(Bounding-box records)
==================================================
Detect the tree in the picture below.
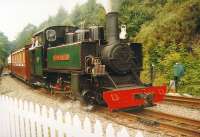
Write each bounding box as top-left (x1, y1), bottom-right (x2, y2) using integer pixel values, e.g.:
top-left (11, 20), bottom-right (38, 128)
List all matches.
top-left (13, 24), bottom-right (36, 48)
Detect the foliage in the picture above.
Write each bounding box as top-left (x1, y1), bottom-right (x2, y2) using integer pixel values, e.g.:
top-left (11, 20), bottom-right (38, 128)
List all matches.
top-left (13, 24), bottom-right (36, 48)
top-left (134, 0), bottom-right (200, 95)
top-left (4, 0), bottom-right (200, 95)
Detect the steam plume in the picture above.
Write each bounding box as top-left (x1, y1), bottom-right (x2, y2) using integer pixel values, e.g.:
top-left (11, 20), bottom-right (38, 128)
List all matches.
top-left (97, 0), bottom-right (123, 13)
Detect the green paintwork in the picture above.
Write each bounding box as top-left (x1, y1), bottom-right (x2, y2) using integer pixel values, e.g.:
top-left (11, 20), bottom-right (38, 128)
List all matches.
top-left (30, 47), bottom-right (43, 76)
top-left (47, 44), bottom-right (81, 69)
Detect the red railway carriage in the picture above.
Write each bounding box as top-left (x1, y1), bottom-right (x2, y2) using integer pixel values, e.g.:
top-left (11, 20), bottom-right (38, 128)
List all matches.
top-left (11, 45), bottom-right (30, 81)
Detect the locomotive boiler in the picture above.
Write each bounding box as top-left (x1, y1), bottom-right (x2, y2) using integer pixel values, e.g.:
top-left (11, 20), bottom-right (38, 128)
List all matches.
top-left (12, 12), bottom-right (166, 111)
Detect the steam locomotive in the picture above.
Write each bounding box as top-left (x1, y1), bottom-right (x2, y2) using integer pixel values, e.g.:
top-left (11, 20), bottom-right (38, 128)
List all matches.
top-left (11, 12), bottom-right (166, 111)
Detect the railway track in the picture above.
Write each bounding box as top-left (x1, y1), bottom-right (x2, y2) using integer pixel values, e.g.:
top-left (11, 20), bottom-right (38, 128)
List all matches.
top-left (30, 89), bottom-right (200, 137)
top-left (100, 109), bottom-right (200, 137)
top-left (4, 76), bottom-right (200, 137)
top-left (165, 96), bottom-right (200, 109)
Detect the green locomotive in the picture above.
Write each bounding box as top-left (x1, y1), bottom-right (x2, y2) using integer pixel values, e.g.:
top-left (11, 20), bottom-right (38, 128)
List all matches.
top-left (29, 12), bottom-right (166, 111)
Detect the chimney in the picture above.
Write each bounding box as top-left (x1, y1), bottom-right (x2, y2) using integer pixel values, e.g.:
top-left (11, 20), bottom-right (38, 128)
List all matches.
top-left (106, 12), bottom-right (119, 46)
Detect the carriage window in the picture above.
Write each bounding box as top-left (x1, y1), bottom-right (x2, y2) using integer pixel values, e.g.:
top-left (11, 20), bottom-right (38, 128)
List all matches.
top-left (46, 29), bottom-right (56, 41)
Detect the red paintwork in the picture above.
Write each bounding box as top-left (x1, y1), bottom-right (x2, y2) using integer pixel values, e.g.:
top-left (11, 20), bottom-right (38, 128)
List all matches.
top-left (11, 45), bottom-right (31, 81)
top-left (103, 86), bottom-right (167, 111)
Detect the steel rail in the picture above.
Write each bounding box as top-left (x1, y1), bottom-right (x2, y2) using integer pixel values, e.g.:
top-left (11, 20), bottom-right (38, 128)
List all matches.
top-left (165, 96), bottom-right (200, 109)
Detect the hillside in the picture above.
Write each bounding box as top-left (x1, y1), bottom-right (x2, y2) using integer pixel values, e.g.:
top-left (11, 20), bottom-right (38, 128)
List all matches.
top-left (0, 0), bottom-right (200, 95)
top-left (134, 0), bottom-right (200, 95)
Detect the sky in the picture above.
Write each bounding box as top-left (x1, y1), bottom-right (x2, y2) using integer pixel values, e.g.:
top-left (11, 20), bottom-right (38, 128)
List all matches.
top-left (0, 0), bottom-right (106, 41)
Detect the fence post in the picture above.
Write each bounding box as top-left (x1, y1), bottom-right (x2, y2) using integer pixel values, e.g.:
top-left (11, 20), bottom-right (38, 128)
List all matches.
top-left (14, 98), bottom-right (20, 137)
top-left (94, 120), bottom-right (103, 137)
top-left (56, 110), bottom-right (64, 137)
top-left (29, 102), bottom-right (36, 137)
top-left (64, 112), bottom-right (73, 137)
top-left (106, 124), bottom-right (115, 137)
top-left (73, 115), bottom-right (82, 137)
top-left (49, 108), bottom-right (56, 137)
top-left (19, 100), bottom-right (25, 137)
top-left (83, 117), bottom-right (92, 137)
top-left (42, 105), bottom-right (49, 137)
top-left (35, 104), bottom-right (42, 137)
top-left (24, 101), bottom-right (31, 137)
top-left (117, 127), bottom-right (130, 137)
top-left (3, 96), bottom-right (11, 137)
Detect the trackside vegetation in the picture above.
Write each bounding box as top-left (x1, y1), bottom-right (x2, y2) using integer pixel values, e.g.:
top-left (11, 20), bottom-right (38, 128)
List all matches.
top-left (0, 0), bottom-right (200, 96)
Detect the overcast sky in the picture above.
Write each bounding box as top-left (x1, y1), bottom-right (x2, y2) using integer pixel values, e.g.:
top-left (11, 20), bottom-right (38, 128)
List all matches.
top-left (0, 0), bottom-right (106, 40)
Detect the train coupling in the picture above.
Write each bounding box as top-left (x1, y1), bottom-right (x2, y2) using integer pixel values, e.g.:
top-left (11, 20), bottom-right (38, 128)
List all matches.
top-left (103, 85), bottom-right (167, 111)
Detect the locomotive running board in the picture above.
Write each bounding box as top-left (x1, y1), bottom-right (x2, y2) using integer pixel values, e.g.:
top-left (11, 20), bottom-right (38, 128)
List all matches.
top-left (103, 86), bottom-right (167, 111)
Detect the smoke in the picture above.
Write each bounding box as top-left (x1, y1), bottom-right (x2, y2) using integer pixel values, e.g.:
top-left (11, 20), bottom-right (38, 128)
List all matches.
top-left (97, 0), bottom-right (123, 13)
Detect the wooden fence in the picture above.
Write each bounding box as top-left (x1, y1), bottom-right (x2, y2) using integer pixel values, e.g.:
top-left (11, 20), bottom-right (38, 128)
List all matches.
top-left (0, 96), bottom-right (143, 137)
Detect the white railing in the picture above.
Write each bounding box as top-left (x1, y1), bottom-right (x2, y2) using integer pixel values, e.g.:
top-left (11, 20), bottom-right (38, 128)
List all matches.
top-left (0, 96), bottom-right (143, 137)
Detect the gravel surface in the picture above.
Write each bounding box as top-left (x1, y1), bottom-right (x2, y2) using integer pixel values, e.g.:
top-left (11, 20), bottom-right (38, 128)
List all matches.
top-left (0, 76), bottom-right (200, 137)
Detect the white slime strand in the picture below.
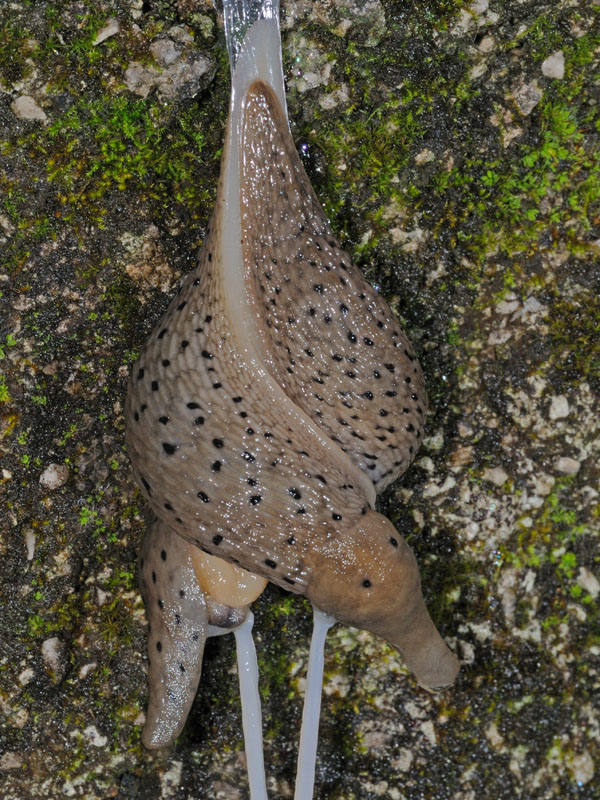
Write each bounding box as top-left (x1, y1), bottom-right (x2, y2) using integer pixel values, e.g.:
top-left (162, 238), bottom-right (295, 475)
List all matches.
top-left (234, 612), bottom-right (268, 800)
top-left (294, 606), bottom-right (335, 800)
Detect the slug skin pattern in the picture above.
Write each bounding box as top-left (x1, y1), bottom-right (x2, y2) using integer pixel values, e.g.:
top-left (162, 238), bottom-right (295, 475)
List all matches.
top-left (241, 84), bottom-right (427, 492)
top-left (126, 67), bottom-right (457, 747)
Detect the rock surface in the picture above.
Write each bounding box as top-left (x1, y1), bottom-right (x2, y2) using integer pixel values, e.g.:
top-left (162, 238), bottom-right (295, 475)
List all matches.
top-left (0, 0), bottom-right (600, 800)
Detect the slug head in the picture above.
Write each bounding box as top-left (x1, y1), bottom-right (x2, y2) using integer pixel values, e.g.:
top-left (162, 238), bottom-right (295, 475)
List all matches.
top-left (307, 511), bottom-right (458, 689)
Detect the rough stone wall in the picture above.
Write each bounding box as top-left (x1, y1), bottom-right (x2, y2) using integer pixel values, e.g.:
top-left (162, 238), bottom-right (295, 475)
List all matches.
top-left (0, 0), bottom-right (600, 800)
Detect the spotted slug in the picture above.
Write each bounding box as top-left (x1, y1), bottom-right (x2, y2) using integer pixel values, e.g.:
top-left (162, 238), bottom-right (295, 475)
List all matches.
top-left (126, 3), bottom-right (458, 747)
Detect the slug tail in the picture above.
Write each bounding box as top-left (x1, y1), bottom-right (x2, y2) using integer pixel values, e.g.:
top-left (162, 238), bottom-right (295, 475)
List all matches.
top-left (223, 0), bottom-right (287, 119)
top-left (139, 519), bottom-right (209, 749)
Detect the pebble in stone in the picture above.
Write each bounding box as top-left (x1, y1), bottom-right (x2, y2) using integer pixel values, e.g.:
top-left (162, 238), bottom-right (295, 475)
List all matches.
top-left (542, 50), bottom-right (565, 80)
top-left (483, 467), bottom-right (508, 486)
top-left (39, 464), bottom-right (69, 489)
top-left (42, 636), bottom-right (65, 681)
top-left (94, 17), bottom-right (120, 44)
top-left (555, 456), bottom-right (581, 475)
top-left (513, 80), bottom-right (543, 117)
top-left (10, 94), bottom-right (48, 122)
top-left (548, 394), bottom-right (569, 420)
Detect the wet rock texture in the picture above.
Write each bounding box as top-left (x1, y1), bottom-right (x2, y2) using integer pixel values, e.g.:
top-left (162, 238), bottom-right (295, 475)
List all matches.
top-left (0, 0), bottom-right (600, 800)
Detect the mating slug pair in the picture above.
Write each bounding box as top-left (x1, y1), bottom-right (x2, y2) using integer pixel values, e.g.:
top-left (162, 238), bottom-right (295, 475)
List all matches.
top-left (126, 0), bottom-right (458, 798)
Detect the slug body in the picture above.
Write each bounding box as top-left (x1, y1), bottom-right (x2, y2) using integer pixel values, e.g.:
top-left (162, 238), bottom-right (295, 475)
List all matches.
top-left (126, 0), bottom-right (457, 746)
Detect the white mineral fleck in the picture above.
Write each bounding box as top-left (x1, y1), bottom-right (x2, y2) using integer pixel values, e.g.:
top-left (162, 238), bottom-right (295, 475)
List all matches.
top-left (555, 456), bottom-right (581, 475)
top-left (160, 761), bottom-right (183, 798)
top-left (483, 467), bottom-right (508, 486)
top-left (485, 722), bottom-right (504, 750)
top-left (548, 394), bottom-right (569, 420)
top-left (542, 50), bottom-right (565, 80)
top-left (39, 464), bottom-right (69, 489)
top-left (150, 39), bottom-right (181, 67)
top-left (18, 667), bottom-right (35, 686)
top-left (42, 636), bottom-right (63, 677)
top-left (415, 147), bottom-right (435, 164)
top-left (83, 725), bottom-right (108, 747)
top-left (513, 80), bottom-right (543, 117)
top-left (569, 750), bottom-right (596, 785)
top-left (94, 17), bottom-right (119, 44)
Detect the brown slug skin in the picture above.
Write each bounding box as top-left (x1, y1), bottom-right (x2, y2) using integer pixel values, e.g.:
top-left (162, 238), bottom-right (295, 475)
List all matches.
top-left (126, 15), bottom-right (458, 746)
top-left (306, 511), bottom-right (458, 689)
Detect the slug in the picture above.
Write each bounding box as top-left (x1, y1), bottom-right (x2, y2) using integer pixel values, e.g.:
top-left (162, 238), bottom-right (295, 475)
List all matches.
top-left (126, 0), bottom-right (458, 788)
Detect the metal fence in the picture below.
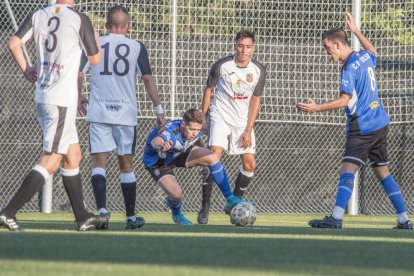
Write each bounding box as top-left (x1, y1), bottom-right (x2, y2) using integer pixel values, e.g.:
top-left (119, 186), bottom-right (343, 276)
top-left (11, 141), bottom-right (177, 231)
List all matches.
top-left (0, 0), bottom-right (414, 214)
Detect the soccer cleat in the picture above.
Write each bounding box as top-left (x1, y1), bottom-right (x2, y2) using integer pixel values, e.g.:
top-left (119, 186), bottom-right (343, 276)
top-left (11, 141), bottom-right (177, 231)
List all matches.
top-left (0, 214), bottom-right (23, 232)
top-left (394, 220), bottom-right (413, 229)
top-left (75, 214), bottom-right (106, 231)
top-left (223, 195), bottom-right (253, 215)
top-left (197, 203), bottom-right (210, 224)
top-left (95, 212), bottom-right (111, 230)
top-left (172, 212), bottom-right (193, 225)
top-left (125, 216), bottom-right (145, 229)
top-left (309, 216), bottom-right (342, 229)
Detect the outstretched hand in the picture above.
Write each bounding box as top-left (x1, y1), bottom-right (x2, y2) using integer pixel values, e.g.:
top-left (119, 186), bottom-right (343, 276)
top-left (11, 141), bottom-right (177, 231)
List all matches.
top-left (345, 12), bottom-right (358, 33)
top-left (296, 99), bottom-right (318, 112)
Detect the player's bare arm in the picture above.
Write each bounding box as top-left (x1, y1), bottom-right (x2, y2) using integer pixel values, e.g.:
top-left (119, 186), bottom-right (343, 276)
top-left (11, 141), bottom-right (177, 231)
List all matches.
top-left (142, 74), bottom-right (166, 128)
top-left (8, 35), bottom-right (37, 83)
top-left (345, 12), bottom-right (379, 57)
top-left (240, 95), bottom-right (260, 149)
top-left (296, 93), bottom-right (351, 113)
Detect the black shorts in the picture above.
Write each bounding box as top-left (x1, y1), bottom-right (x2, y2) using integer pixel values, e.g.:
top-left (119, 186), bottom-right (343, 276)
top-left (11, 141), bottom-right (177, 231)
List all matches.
top-left (342, 126), bottom-right (389, 168)
top-left (147, 147), bottom-right (192, 184)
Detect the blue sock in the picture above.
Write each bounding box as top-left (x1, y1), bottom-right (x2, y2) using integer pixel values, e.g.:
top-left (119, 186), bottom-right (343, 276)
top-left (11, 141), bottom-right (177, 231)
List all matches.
top-left (381, 174), bottom-right (406, 214)
top-left (208, 162), bottom-right (233, 198)
top-left (335, 173), bottom-right (355, 209)
top-left (165, 197), bottom-right (183, 215)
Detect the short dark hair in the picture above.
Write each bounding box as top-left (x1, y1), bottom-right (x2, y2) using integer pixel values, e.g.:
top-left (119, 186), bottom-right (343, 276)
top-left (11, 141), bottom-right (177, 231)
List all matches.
top-left (183, 108), bottom-right (204, 124)
top-left (322, 28), bottom-right (349, 45)
top-left (106, 5), bottom-right (130, 28)
top-left (234, 30), bottom-right (256, 43)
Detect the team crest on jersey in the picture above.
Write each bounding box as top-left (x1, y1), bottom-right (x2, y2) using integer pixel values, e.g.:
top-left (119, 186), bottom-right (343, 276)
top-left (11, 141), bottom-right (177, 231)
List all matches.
top-left (105, 104), bottom-right (121, 112)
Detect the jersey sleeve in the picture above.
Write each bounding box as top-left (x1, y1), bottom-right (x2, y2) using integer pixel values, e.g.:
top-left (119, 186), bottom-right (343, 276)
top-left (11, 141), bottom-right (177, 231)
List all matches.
top-left (79, 13), bottom-right (99, 56)
top-left (206, 62), bottom-right (221, 87)
top-left (367, 50), bottom-right (378, 67)
top-left (339, 68), bottom-right (355, 97)
top-left (14, 13), bottom-right (33, 43)
top-left (158, 128), bottom-right (177, 147)
top-left (253, 61), bottom-right (267, 96)
top-left (137, 42), bottom-right (152, 76)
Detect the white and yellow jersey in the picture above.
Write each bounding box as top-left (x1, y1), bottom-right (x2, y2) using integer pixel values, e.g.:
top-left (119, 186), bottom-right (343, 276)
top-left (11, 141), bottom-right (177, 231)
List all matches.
top-left (207, 56), bottom-right (266, 126)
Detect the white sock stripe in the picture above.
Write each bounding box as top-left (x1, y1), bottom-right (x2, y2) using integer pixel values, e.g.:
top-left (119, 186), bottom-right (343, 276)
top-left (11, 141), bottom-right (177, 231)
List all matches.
top-left (32, 165), bottom-right (50, 180)
top-left (338, 186), bottom-right (352, 194)
top-left (210, 166), bottom-right (224, 174)
top-left (121, 172), bottom-right (137, 183)
top-left (240, 167), bottom-right (254, 177)
top-left (62, 168), bottom-right (79, 176)
top-left (92, 167), bottom-right (106, 177)
top-left (388, 191), bottom-right (401, 196)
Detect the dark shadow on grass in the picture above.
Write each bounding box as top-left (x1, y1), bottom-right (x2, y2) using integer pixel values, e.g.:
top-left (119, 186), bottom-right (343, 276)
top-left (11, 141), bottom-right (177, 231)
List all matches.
top-left (0, 221), bottom-right (414, 272)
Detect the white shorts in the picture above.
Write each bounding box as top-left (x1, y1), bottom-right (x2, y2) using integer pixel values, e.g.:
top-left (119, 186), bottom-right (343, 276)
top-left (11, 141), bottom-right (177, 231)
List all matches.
top-left (89, 122), bottom-right (137, 155)
top-left (36, 103), bottom-right (79, 154)
top-left (208, 116), bottom-right (256, 154)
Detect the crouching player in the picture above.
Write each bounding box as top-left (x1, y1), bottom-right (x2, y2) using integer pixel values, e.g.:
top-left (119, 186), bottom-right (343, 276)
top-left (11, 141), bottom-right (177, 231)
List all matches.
top-left (143, 109), bottom-right (251, 225)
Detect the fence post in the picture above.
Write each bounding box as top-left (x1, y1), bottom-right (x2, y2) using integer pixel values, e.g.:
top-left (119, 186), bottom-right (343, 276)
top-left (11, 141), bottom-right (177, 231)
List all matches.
top-left (347, 0), bottom-right (361, 215)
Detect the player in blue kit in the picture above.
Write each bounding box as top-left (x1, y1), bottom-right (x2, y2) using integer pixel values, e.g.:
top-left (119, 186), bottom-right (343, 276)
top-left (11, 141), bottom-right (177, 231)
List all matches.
top-left (143, 109), bottom-right (251, 225)
top-left (297, 13), bottom-right (413, 229)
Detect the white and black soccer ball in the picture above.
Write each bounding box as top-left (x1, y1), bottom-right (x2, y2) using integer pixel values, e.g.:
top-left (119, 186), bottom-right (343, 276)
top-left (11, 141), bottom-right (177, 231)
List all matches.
top-left (230, 202), bottom-right (256, 226)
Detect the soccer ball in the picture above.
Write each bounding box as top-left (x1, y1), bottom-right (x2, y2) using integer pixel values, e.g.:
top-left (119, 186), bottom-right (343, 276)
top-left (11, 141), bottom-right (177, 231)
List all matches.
top-left (230, 202), bottom-right (256, 226)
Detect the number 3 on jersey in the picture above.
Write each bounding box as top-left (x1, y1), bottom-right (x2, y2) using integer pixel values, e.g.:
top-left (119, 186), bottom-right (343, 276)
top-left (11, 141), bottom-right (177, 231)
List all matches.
top-left (100, 42), bottom-right (130, 77)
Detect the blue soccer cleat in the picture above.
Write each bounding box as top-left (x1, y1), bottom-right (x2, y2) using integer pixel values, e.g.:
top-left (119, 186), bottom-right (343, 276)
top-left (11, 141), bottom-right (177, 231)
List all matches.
top-left (172, 212), bottom-right (193, 225)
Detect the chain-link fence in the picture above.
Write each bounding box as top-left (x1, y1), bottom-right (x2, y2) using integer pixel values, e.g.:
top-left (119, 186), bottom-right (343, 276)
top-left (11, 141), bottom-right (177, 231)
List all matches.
top-left (0, 0), bottom-right (414, 214)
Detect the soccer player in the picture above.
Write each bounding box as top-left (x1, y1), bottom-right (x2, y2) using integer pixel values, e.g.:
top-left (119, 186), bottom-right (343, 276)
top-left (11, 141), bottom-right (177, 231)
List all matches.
top-left (79, 5), bottom-right (165, 229)
top-left (143, 109), bottom-right (251, 225)
top-left (297, 13), bottom-right (413, 229)
top-left (0, 0), bottom-right (102, 231)
top-left (197, 30), bottom-right (266, 224)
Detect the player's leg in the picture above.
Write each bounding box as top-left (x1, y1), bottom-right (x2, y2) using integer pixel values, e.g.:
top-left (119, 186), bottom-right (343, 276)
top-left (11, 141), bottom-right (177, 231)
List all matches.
top-left (185, 146), bottom-right (251, 209)
top-left (309, 135), bottom-right (366, 228)
top-left (229, 127), bottom-right (256, 197)
top-left (90, 152), bottom-right (111, 227)
top-left (197, 114), bottom-right (230, 224)
top-left (369, 127), bottom-right (413, 229)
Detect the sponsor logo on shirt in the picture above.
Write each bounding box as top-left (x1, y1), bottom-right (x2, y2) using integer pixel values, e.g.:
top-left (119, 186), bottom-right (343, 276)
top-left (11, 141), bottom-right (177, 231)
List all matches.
top-left (369, 101), bottom-right (379, 110)
top-left (105, 104), bottom-right (121, 112)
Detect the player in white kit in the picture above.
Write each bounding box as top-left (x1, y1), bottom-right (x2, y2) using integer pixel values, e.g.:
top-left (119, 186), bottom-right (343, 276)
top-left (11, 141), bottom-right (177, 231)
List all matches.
top-left (0, 0), bottom-right (102, 231)
top-left (197, 30), bottom-right (266, 224)
top-left (79, 6), bottom-right (165, 229)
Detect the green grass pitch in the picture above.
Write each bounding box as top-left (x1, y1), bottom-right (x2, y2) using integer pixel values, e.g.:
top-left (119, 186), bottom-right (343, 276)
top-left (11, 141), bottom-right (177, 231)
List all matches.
top-left (0, 213), bottom-right (414, 276)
==================================================
§ Exercise description: Reproduce the material from its first line through the line containing "top-left (11, 12), bottom-right (166, 111)", changing "Detect" to "Locate" wherever it occurs and leaving everything else unchanged; omit the pictures.

§ Exercise solution:
Locate the tree in the picture below.
Write each bounding box as top-left (x1, y1), bottom-right (x2, y2) using integer pixel values, e.g.:
top-left (11, 20), bottom-right (38, 128)
List all matches.
top-left (13, 24), bottom-right (36, 48)
Locate the foliage in the picture above.
Write each bounding box as top-left (x1, y1), bottom-right (x2, y2) using integer pixel values, e.g.:
top-left (11, 20), bottom-right (38, 128)
List all matches.
top-left (13, 24), bottom-right (36, 48)
top-left (134, 0), bottom-right (200, 95)
top-left (4, 0), bottom-right (200, 95)
Locate the steam plume in the picture above.
Write each bounding box as top-left (x1, y1), bottom-right (x2, y2) using integer pixel values, e.g.:
top-left (11, 20), bottom-right (38, 128)
List all matches.
top-left (97, 0), bottom-right (123, 13)
Locate the green paintwork in the picture above.
Write each bounding box as top-left (x1, y1), bottom-right (x2, y2) using integer pixel values, e.g.:
top-left (11, 20), bottom-right (38, 128)
List all matches.
top-left (30, 47), bottom-right (43, 76)
top-left (47, 44), bottom-right (81, 69)
Locate the red railway carriage in the picture above.
Write each bounding box as top-left (x1, y1), bottom-right (x2, y2) using integer pixel values, e.g.:
top-left (11, 20), bottom-right (38, 128)
List all matches.
top-left (11, 45), bottom-right (30, 81)
Locate the locomotive boiler in the picture above.
Write each bounding box as top-left (x1, y1), bottom-right (x2, y2) using integer pixel values, e.g.:
top-left (11, 20), bottom-right (38, 128)
List all matches.
top-left (12, 12), bottom-right (166, 111)
Locate the steam locomotive in the picture above.
Write each bounding box as top-left (x1, y1), bottom-right (x2, y2) using integer pixel values, e.g.:
top-left (11, 20), bottom-right (38, 128)
List all matches.
top-left (11, 12), bottom-right (166, 111)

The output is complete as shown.